Thus, it can be concluded that these oils present moderate toxicity when compared to standard compounds such as berberine, which presents an LC50 of 4.12, and phenol, with an LC50 of 124.45 μg/mL. Compounds with LC50 values higher than or equal to 1,000 μg/mL were reported as non-toxic for Artemia salina [24].

3. Experimental

3.1. Chemicals

Acetylcholinesterase from Electrophorus electricus (electric eel) Type VI-S, ascorbic acid, butylated hydroxytoluene (BHT), α-pinene, Trolox, quercetin, 2,2-diphenyl-1-picrylhydrazyl and 5,5′-dithiobis-2-nitrobenzoic acid (DTNB) were acquired from Sigma-Aldrich® Chemical Company (St. Louis, MO, USA). Methanol, analytical grade was obtained from Scharlab S.L. (Sentmenat, Spain). Sodium dihydrogen phosphate dihydrate and sodium chloride were bought on Merck® (Darmstad, Germany). Finally, disodium hydrogen phosphate and acetylcholine iodide (ATCI) were acquired from Fluka Chemicals® (Buchs, Switzerland).

3.2. Plant Collection

The vegetable material was collected in São Miguel island and unambiguously indentified by an expert botanist (Doctor Luís Silva, from the Biology Department of the Azores University). H. gardnerianum mature leaves collected on four different sites in S. Miguel island: Furnas (FU) (37° 45’ 59,02”N and 25° 20’ 05,75”W), Fogo (FO) (37° 47’ 06,62”N and 25° 28’ 35,62”W), Sete Cidades (SC) (37° 50’ 44,69”N and 25° 45’ 46,12”W) and Achada do Nordeste (AC) (37° 49’ 39,28”N and 25° 15’ 28,35”W). The plant material was deposited in the herbarium of the Department of Biology of the University of Azores where voucher specimens are kept.

3.3. Essential Oils Isolation

The essential oils from each sample of H. gardnerianum (2 kg) were obtained by hydrodistillation for 3 h in a modified Clevenger type apparatus. These were collected in a lighter than water oil graduated trap and stored at −20 °C until analyzed.

INFORMATION.
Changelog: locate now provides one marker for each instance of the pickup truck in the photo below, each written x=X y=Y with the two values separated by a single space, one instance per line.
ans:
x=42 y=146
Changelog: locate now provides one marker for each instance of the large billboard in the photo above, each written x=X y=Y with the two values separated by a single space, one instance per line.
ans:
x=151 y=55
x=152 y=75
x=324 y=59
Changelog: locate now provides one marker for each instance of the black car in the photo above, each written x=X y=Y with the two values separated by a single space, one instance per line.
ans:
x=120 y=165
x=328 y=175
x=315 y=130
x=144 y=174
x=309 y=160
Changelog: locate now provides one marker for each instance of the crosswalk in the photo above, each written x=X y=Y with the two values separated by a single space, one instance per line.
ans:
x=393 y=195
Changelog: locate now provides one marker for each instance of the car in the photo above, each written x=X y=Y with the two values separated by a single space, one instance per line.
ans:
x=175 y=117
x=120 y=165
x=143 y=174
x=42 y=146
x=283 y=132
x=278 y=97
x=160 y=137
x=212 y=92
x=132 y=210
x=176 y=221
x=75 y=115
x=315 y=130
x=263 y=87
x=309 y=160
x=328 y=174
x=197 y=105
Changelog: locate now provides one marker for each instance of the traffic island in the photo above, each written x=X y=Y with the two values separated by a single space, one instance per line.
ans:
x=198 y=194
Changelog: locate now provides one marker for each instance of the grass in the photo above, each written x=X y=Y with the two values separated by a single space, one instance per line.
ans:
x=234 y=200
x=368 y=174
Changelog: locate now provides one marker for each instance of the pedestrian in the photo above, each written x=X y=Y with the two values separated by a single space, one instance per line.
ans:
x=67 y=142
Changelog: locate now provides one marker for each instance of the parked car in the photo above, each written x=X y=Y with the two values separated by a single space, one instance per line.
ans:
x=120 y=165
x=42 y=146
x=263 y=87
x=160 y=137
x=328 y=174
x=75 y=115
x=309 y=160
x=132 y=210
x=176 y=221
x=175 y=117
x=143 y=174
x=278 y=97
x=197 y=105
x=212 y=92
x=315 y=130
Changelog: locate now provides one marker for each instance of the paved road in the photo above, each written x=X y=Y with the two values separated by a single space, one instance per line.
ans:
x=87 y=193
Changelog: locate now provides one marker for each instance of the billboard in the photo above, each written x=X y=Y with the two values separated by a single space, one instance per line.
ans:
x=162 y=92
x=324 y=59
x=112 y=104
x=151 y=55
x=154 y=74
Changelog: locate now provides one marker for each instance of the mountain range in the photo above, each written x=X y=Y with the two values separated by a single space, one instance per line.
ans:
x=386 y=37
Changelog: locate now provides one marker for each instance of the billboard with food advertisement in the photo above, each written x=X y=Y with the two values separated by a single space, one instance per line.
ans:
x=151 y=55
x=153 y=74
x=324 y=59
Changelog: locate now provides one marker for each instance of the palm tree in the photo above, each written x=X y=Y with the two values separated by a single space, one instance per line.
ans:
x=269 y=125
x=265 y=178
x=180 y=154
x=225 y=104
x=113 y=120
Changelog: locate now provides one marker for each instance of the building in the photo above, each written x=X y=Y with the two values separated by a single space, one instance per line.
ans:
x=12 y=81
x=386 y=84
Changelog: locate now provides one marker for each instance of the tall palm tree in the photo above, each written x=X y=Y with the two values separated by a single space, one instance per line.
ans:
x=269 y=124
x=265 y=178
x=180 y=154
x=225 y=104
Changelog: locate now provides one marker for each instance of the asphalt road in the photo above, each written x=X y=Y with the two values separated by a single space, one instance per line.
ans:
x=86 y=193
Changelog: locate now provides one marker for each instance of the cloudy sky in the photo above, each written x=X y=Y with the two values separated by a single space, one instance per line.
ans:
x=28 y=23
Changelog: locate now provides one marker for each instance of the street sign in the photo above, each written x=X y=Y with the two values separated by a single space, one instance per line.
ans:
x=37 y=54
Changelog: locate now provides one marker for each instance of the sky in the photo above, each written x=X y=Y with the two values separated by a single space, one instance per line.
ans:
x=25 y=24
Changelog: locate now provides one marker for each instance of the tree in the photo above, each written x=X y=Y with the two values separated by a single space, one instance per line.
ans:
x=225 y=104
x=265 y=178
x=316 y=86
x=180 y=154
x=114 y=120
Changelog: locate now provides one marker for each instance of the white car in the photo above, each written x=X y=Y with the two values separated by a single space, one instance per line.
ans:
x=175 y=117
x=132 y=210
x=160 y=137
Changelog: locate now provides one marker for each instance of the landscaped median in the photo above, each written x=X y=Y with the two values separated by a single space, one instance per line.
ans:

WORK ORDER A. Repeat the part of the H. gardnerianum passage starting with "3.3. Essential Oils" and going on through "at −20 °C until analyzed.".
WORK ORDER B. In the H. gardnerianum passage, for how long were the essential oils hydrodistilled?
WORK ORDER C. Take the H. gardnerianum passage further, continuing from its last sentence.
The lines are separate material, apart from the H. gardnerianum passage.

EXERCISE ANSWER A.
3.3. Essential Oils Isolation

The essential oils from each sample of H. gardnerianum (2 kg) were obtained by hydrodistillation for 3 h in a modified Clevenger type apparatus. These were collected in a lighter than water oil graduated trap and stored at −20 °C until analyzed.

EXERCISE ANSWER B. For 3 hours.

EXERCISE ANSWER C.
3.4. Essential Oils Analysis

The H. gardnerianum essential oils were analyzed on an Agilent 6890 gas chromatograph interfaced to an Agilent 5973N mass selective detector (Agilent Technologies, Palo Alto, CA, USA). A vaporization injector operating in the split mode (1:50) at 250 °C was used, into which a fused silica capillary column (30 m length × 0.32 mm internal diameter × 0.25 µm film thickness; HP-5MS; 5% diphenyl 95% dimethyl polydimethylsiloxane; Agilent Technologies) was installed. The oven temperature was programmed at 60 °C (4 min) raised to 240 °C at 5 °C.min−1 and maintained at 250 °C for 5 min. Helium was used as carrier gas at 30 cm.s−1 and the injection volume was 1 µL. The transfer line, ion source and quadrupole analyzer temperatures were maintained at 280 °C, 230 °C and 150 °C, respectively, and a turbo molecular pump (10−5 torr) was used. In the full-scan mode, electron ionization mass spectra in the range 40–400 Da were recorded at 70 eV electron energy. A solvent delay of 4 min was selected. The acquisition data and instrument control were performed by the MSD ChemStation software (G1701CA; version C.00.00; Agilent Technologies). The identity of each compound was assigned by comparison of their retention index, relative to a standard mixture of n-alkanes [25], as well as by comparison with the mass spectra characteristic features obtained with the Wiley’s library spectral data bank (G1035B; Rev D.02.00; Agilent Technologies). For semi-quantification purposes the normalized peak area abundances without correction factors were used.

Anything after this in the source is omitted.